--- GIVEN RECORDS ---

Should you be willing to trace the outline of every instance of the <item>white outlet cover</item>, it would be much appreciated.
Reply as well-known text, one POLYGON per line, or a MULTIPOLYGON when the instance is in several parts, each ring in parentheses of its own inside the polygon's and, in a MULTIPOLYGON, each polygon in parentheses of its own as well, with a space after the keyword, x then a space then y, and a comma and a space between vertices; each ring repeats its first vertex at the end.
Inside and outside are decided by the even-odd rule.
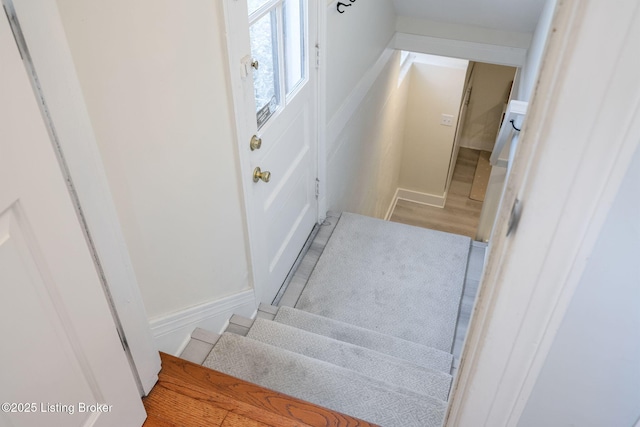
POLYGON ((442 126, 453 126, 453 116, 451 114, 443 114, 440 118, 442 126))

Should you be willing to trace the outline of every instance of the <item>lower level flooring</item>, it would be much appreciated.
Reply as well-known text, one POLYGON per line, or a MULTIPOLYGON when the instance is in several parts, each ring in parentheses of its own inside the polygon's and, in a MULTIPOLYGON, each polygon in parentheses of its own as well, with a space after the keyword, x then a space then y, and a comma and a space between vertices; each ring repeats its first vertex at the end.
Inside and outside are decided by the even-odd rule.
POLYGON ((444 208, 398 200, 390 220, 476 238, 482 202, 469 198, 480 151, 460 148, 444 208))

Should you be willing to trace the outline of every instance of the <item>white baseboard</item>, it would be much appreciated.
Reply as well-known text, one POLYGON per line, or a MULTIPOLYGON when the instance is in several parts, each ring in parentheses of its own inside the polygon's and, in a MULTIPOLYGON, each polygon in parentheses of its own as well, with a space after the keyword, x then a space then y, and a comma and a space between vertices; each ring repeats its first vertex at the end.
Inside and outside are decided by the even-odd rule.
POLYGON ((340 132, 345 128, 351 117, 361 107, 362 101, 371 90, 380 73, 387 65, 394 54, 395 37, 391 38, 387 47, 382 51, 376 62, 367 70, 366 74, 360 79, 358 84, 353 88, 349 96, 342 103, 338 111, 331 117, 327 124, 327 141, 332 144, 340 132))
MULTIPOLYGON (((444 202, 447 199, 447 194, 437 195, 421 193, 419 191, 407 190, 405 188, 398 188, 396 191, 397 200, 408 200, 410 202, 420 203, 423 205, 434 206, 436 208, 443 208, 444 202)), ((394 202, 395 205, 396 202, 394 202)))
POLYGON ((252 289, 185 310, 153 318, 151 332, 159 351, 178 356, 195 328, 221 333, 232 314, 250 317, 256 310, 252 289))

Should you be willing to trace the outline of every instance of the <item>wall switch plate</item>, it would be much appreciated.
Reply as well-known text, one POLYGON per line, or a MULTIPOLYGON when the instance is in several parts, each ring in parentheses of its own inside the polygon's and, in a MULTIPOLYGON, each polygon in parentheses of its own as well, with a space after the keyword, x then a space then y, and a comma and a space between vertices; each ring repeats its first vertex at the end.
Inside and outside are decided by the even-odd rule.
POLYGON ((453 116, 451 114, 443 114, 440 118, 442 126, 453 126, 453 116))

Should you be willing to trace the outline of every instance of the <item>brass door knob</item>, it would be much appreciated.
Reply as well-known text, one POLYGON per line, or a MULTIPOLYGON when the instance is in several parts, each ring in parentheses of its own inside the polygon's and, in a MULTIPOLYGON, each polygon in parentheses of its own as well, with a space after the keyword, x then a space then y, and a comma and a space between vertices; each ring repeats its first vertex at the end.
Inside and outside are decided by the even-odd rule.
POLYGON ((253 170, 253 182, 258 182, 260 180, 263 180, 264 182, 269 182, 270 179, 271 179, 271 172, 269 171, 262 172, 262 170, 259 167, 253 170))
POLYGON ((262 138, 258 138, 257 136, 253 135, 251 137, 249 147, 251 148, 251 151, 259 150, 260 147, 262 147, 262 138))

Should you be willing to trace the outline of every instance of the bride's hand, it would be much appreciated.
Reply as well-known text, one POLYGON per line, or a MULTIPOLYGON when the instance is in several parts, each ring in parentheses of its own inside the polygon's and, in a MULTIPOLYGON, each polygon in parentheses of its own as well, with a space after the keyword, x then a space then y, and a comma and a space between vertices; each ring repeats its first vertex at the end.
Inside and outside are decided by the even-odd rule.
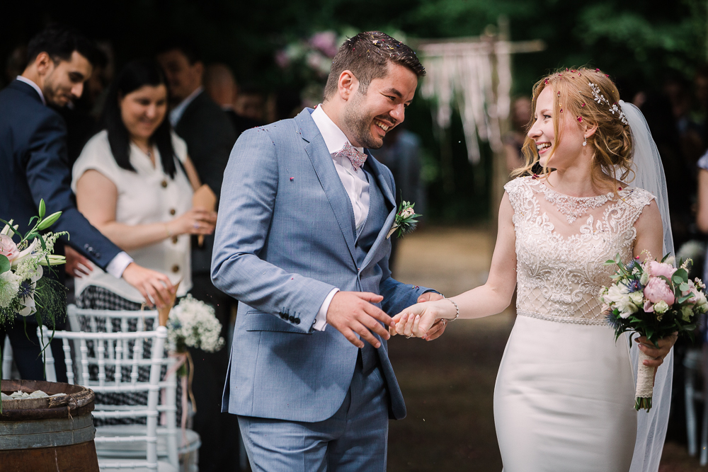
POLYGON ((634 340, 641 351, 650 357, 653 357, 652 360, 645 360, 644 364, 649 367, 655 368, 655 379, 656 379, 656 367, 663 364, 664 357, 668 355, 669 351, 673 347, 673 345, 676 343, 678 339, 678 333, 676 332, 656 341, 656 346, 646 339, 646 336, 640 336, 634 340))
POLYGON ((438 304, 426 301, 409 306, 393 317, 396 329, 389 328, 392 335, 402 334, 409 338, 416 336, 432 340, 444 331, 445 321, 440 319, 438 304))

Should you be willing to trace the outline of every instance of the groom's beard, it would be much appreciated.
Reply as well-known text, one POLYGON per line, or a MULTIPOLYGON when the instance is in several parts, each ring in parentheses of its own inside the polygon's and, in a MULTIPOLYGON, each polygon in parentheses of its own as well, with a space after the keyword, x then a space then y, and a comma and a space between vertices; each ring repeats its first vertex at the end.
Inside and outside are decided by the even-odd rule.
POLYGON ((369 149, 378 149, 384 145, 384 140, 371 133, 371 125, 375 115, 367 113, 365 108, 364 95, 358 91, 344 113, 344 125, 353 134, 356 143, 354 146, 369 149))

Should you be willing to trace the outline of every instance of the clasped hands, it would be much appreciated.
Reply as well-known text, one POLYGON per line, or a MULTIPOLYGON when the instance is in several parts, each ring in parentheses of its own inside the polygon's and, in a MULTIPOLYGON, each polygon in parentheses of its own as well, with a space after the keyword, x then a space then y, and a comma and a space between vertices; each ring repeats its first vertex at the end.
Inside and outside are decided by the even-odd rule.
MULTIPOLYGON (((434 292, 426 292, 418 298, 418 304, 406 309, 406 311, 419 306, 421 304, 425 304, 424 302, 433 301, 442 298, 442 295, 434 292)), ((383 310, 372 304, 379 303, 383 299, 384 297, 381 295, 368 292, 338 292, 335 294, 327 310, 327 324, 344 335, 350 343, 360 349, 364 347, 365 340, 378 349, 381 346, 381 343, 372 333, 375 333, 382 339, 387 340, 397 333, 398 321, 401 319, 401 313, 392 318, 383 310)), ((404 321, 404 324, 407 326, 406 321, 407 318, 404 321)), ((438 323, 430 323, 431 326, 433 324, 436 326, 434 328, 428 326, 427 340, 435 339, 445 331, 445 322, 442 320, 438 323)), ((412 324, 411 326, 409 331, 412 329, 412 324)), ((419 331, 424 326, 425 323, 422 324, 418 323, 416 329, 419 331)), ((401 329, 405 329, 405 327, 401 329)), ((403 331, 401 333, 402 334, 403 331)))

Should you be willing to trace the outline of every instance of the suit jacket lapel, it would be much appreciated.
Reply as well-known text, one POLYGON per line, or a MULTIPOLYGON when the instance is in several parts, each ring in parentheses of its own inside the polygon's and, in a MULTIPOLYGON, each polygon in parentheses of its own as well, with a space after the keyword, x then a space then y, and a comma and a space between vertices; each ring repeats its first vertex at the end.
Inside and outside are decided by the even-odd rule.
POLYGON ((305 108, 295 117, 295 121, 300 128, 302 139, 307 142, 305 152, 312 162, 312 167, 317 174, 317 178, 334 210, 334 216, 342 230, 352 260, 355 265, 354 238, 356 234, 356 226, 354 223, 354 209, 352 208, 351 200, 349 200, 349 196, 344 190, 341 179, 339 178, 337 170, 334 167, 334 161, 329 155, 327 145, 324 144, 324 139, 310 117, 309 110, 305 108))
MULTIPOLYGON (((364 258, 364 262, 361 265, 362 269, 364 269, 364 267, 367 267, 369 263, 371 263, 374 256, 376 255, 377 251, 381 246, 381 243, 385 241, 386 235, 388 234, 389 230, 394 224, 394 219, 396 218, 396 200, 394 198, 393 192, 389 187, 391 185, 389 183, 390 180, 387 175, 384 175, 384 171, 383 166, 374 159, 374 157, 371 155, 371 153, 369 152, 368 149, 367 149, 367 154, 369 155, 369 157, 367 159, 366 163, 364 166, 368 166, 370 170, 370 173, 375 175, 376 184, 381 190, 381 193, 383 194, 387 203, 390 205, 391 209, 389 211, 389 214, 386 217, 386 221, 384 223, 384 226, 381 227, 381 229, 379 231, 378 236, 376 236, 376 241, 374 241, 374 243, 371 246, 371 248, 369 249, 368 253, 364 258)), ((379 209, 377 208, 372 208, 370 206, 369 214, 371 214, 372 212, 381 211, 382 209, 379 209)))

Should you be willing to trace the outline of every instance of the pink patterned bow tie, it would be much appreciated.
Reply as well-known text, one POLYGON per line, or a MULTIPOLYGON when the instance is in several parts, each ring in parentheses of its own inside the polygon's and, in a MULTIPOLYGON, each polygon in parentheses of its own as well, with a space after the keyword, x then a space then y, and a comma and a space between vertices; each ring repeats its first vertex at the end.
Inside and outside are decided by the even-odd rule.
POLYGON ((344 143, 344 147, 341 150, 338 151, 334 155, 343 156, 349 159, 349 161, 352 163, 352 166, 354 168, 354 172, 358 171, 359 168, 364 165, 367 157, 365 154, 352 146, 348 141, 344 143))

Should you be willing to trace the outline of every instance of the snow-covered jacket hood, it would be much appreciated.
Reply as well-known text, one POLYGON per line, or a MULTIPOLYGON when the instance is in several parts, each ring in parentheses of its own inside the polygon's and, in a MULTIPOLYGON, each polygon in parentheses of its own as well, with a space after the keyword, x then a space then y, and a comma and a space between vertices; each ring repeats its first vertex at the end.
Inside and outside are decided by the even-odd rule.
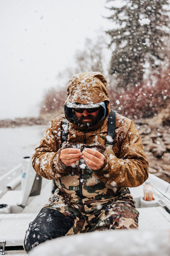
POLYGON ((65 116, 68 121, 79 129, 75 123, 70 107, 71 103, 90 105, 100 103, 102 108, 105 103, 106 111, 100 121, 88 130, 95 129, 103 123, 110 112, 110 100, 106 89, 107 81, 100 72, 83 73, 73 75, 68 82, 67 87, 67 99, 64 105, 65 116))

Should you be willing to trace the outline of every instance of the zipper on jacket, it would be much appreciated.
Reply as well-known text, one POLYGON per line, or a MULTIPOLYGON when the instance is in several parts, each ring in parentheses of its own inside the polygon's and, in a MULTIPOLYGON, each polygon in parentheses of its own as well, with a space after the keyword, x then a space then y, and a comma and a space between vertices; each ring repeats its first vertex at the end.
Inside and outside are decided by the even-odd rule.
MULTIPOLYGON (((86 132, 85 131, 83 134, 83 140, 84 144, 85 144, 86 142, 86 132)), ((82 151, 84 149, 84 147, 82 147, 81 148, 81 151, 82 151)), ((82 203, 82 168, 79 168, 79 192, 80 195, 80 202, 81 205, 82 212, 85 213, 85 206, 82 203)))

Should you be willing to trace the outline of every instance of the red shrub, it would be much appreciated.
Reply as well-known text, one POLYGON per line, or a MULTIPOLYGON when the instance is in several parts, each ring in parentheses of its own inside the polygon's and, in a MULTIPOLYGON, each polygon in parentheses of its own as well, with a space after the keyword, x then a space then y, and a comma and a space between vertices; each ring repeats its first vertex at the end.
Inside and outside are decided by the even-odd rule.
POLYGON ((133 91, 116 93, 108 89, 111 107, 118 113, 133 119, 154 116, 170 102, 170 73, 158 78, 155 84, 136 87, 133 91))

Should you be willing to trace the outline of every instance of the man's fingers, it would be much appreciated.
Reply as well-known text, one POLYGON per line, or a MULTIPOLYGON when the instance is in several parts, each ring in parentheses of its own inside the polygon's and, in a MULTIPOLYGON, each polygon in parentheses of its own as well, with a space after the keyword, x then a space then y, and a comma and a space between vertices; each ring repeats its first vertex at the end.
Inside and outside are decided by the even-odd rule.
POLYGON ((81 156, 82 156, 82 153, 81 152, 78 154, 62 154, 60 153, 60 158, 63 158, 64 159, 72 159, 77 157, 79 157, 81 156))
POLYGON ((103 154, 91 148, 86 148, 82 153, 86 157, 96 163, 100 160, 102 161, 105 158, 105 156, 103 154))
POLYGON ((61 151, 61 152, 64 154, 76 154, 80 153, 80 150, 79 148, 64 148, 61 151))

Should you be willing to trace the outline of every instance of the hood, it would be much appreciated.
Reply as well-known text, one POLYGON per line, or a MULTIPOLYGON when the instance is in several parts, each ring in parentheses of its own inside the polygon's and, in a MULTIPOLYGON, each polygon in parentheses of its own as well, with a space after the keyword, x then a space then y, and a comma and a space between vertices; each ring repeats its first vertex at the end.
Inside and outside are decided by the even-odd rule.
POLYGON ((87 108, 93 108, 93 106, 96 107, 96 105, 99 103, 102 106, 105 106, 106 111, 103 111, 104 115, 99 122, 88 130, 96 129, 97 126, 102 123, 110 111, 106 84, 105 77, 100 72, 84 73, 73 75, 68 82, 67 99, 64 105, 67 119, 77 126, 71 114, 71 107, 75 108, 77 104, 79 106, 81 104, 86 104, 87 108))

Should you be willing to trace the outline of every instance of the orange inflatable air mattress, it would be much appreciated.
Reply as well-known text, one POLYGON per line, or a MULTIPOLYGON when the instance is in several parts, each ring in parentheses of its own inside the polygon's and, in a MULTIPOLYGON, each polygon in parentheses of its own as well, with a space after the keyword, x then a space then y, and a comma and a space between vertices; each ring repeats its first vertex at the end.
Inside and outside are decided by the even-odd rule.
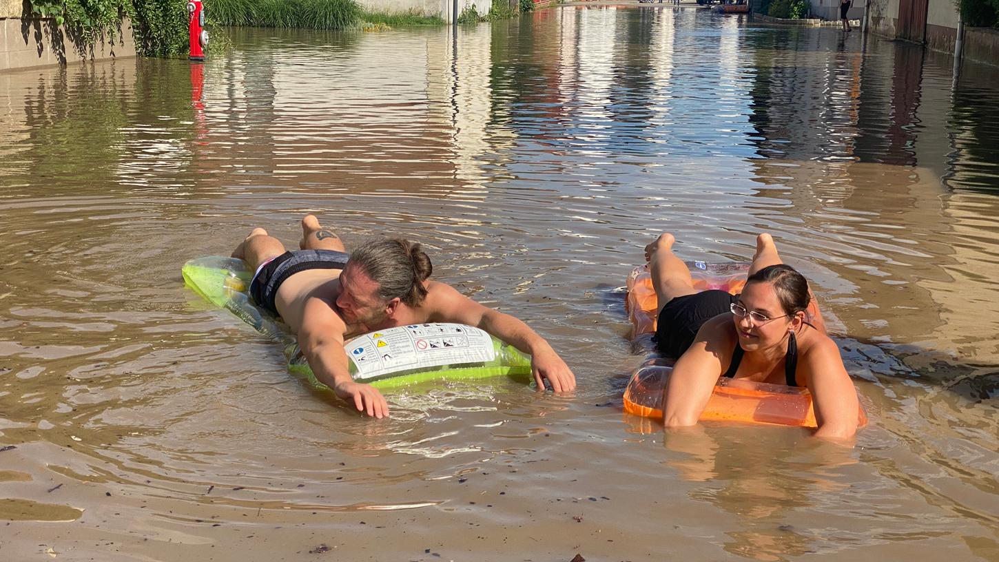
MULTIPOLYGON (((689 263, 694 287, 720 288, 733 294, 745 284, 748 266, 743 264, 689 263)), ((645 266, 635 268, 627 278, 626 308, 632 337, 655 332, 655 290, 645 266)), ((631 375, 624 390, 624 411, 662 420, 662 390, 672 367, 644 365, 631 375)), ((866 425, 861 407, 858 426, 866 425)), ((767 384, 719 377, 701 420, 735 421, 817 427, 811 394, 806 388, 767 384)))

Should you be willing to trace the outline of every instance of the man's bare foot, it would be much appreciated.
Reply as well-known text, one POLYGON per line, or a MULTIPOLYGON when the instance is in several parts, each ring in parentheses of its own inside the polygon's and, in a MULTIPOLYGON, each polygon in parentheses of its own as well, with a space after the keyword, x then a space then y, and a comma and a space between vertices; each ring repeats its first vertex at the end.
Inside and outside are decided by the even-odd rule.
POLYGON ((258 228, 250 231, 250 234, 247 235, 247 238, 243 239, 243 242, 241 242, 240 245, 236 247, 236 250, 233 251, 233 258, 236 258, 237 260, 246 260, 247 259, 246 248, 247 248, 247 243, 250 242, 250 239, 254 237, 266 237, 266 236, 267 236, 267 231, 265 231, 264 229, 258 228))
POLYGON ((645 247, 645 262, 650 262, 652 260, 652 254, 655 254, 659 250, 672 251, 673 243, 675 242, 676 239, 673 238, 673 235, 669 233, 662 233, 659 235, 659 238, 655 239, 655 242, 645 247))

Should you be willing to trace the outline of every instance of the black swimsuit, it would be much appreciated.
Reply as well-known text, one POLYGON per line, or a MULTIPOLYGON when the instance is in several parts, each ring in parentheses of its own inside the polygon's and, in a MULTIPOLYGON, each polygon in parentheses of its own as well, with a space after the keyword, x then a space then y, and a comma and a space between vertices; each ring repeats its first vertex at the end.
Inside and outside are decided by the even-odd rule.
MULTIPOLYGON (((742 346, 735 341, 735 350, 732 351, 732 362, 728 364, 728 370, 722 376, 735 378, 735 371, 739 370, 739 363, 742 362, 742 346)), ((794 371, 798 367, 798 342, 794 337, 794 332, 790 332, 787 340, 787 354, 784 355, 784 380, 788 386, 797 386, 797 379, 794 378, 794 371)))

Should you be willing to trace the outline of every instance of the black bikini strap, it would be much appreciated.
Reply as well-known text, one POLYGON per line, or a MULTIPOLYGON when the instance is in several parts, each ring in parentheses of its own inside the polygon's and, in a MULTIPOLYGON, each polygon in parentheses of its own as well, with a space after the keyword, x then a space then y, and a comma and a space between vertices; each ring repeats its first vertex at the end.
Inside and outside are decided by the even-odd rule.
POLYGON ((788 333, 790 335, 787 338, 787 355, 784 356, 784 380, 787 381, 788 386, 797 386, 794 372, 798 368, 798 341, 794 337, 793 331, 788 333))
POLYGON ((732 360, 728 363, 728 370, 722 376, 735 378, 735 371, 739 370, 739 363, 742 362, 742 346, 738 339, 735 340, 735 349, 732 350, 732 360))
MULTIPOLYGON (((739 370, 739 363, 742 362, 742 346, 735 342, 735 349, 732 349, 732 360, 728 363, 728 370, 725 371, 727 378, 735 378, 736 371, 739 370)), ((794 337, 794 332, 788 332, 787 354, 784 355, 784 381, 788 386, 797 386, 798 381, 794 373, 798 369, 798 340, 794 337)))

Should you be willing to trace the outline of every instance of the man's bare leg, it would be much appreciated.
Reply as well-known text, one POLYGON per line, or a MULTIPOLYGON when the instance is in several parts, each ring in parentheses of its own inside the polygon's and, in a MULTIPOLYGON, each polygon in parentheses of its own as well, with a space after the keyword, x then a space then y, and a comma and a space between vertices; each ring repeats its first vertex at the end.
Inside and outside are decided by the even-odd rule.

---

[TASK REQUIREMENTS] Quote the lines of the items starting at the one containing "the hood, it would be much appreciated." and ending at the one containing "POLYGON ((87 108, 93", both included, reproducing them exactly.

[CORRECT RESULT]
Should you be willing to trace the outline of every instance of the hood, it would be much appreciated.
Reply as well-known text, one POLYGON per line, or a MULTIPOLYGON when the instance is in several parts, each ring in parentheses of its own inside the polygon's and, in a MULTIPOLYGON, each polygon in parentheses of its own as well, with a space after the keyword, x then a space then y, and a comma and a space between vertices; each ring repeats its first vertex at the end.
Inside and outside are decided by the even-odd rule.
POLYGON ((87 108, 93 108, 93 106, 96 107, 96 105, 99 103, 102 106, 105 106, 106 111, 103 111, 104 115, 99 122, 88 130, 96 129, 97 126, 102 123, 110 111, 106 84, 105 77, 100 72, 84 73, 73 75, 68 82, 67 99, 64 105, 67 119, 77 126, 71 114, 71 107, 75 108, 77 104, 79 106, 81 104, 86 104, 87 108))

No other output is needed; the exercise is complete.